## [AIM]
Please copy out the records below word for word, starting at the line containing "[point] at the young" and continuing through the end of the records.

[Pointing and labeling entries]
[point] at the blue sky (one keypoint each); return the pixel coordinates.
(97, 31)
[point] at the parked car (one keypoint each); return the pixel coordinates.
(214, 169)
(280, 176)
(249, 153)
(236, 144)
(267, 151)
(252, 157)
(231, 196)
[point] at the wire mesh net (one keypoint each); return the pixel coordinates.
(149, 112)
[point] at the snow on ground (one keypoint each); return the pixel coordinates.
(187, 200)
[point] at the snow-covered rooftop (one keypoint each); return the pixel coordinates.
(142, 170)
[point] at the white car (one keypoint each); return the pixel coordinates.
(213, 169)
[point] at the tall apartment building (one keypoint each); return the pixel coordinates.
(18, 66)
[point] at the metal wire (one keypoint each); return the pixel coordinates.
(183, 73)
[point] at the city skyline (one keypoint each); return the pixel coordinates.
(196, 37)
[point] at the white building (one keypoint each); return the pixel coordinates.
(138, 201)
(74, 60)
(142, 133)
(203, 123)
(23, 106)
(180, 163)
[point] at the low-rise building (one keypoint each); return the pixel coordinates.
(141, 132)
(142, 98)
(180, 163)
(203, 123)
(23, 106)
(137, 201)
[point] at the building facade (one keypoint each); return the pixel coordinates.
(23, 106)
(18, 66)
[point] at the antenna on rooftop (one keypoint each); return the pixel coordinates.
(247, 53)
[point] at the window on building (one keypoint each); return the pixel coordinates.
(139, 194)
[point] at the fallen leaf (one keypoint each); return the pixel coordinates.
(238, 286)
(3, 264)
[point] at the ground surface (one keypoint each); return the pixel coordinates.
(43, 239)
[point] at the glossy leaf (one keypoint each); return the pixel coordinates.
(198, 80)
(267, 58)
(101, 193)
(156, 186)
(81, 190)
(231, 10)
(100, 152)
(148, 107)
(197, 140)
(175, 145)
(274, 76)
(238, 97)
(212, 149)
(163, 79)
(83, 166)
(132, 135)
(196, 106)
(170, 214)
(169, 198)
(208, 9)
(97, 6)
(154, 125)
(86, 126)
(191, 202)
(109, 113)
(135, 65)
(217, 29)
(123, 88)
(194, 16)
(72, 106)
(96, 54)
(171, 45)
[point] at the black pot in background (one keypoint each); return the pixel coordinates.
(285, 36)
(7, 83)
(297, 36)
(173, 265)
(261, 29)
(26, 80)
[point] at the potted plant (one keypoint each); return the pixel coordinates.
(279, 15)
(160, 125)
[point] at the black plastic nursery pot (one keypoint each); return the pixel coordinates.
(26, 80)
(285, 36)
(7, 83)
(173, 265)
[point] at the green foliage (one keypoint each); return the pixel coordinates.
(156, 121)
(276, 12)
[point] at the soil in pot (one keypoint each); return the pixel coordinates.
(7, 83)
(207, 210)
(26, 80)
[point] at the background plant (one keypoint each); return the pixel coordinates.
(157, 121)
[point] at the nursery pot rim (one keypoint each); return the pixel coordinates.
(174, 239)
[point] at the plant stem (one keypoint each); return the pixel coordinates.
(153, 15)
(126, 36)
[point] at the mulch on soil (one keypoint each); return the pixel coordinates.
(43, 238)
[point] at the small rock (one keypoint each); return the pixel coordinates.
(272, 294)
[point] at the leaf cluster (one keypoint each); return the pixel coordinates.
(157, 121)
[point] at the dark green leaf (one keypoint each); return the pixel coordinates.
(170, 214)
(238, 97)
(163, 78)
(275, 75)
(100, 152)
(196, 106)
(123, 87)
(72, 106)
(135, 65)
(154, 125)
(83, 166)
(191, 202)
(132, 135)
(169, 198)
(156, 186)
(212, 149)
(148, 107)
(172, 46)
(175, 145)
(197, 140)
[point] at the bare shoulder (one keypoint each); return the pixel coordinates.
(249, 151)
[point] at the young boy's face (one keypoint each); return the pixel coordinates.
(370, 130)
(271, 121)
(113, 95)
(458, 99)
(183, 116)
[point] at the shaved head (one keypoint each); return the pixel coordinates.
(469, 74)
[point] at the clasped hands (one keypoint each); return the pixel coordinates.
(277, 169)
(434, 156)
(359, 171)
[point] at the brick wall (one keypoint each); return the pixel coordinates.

## [RESULT]
[point] at the young boy's face (one keypoint each); return the pixel coordinates.
(370, 130)
(271, 121)
(113, 95)
(458, 99)
(183, 116)
[point] at the shaved head (one keypoint each); return the pixel coordinates.
(469, 74)
[point] at the clasped hands (one keypoint each); return the pixel coordinates.
(277, 169)
(434, 156)
(359, 171)
[point] at the brick wall (one keypoint each); return the pixel coordinates.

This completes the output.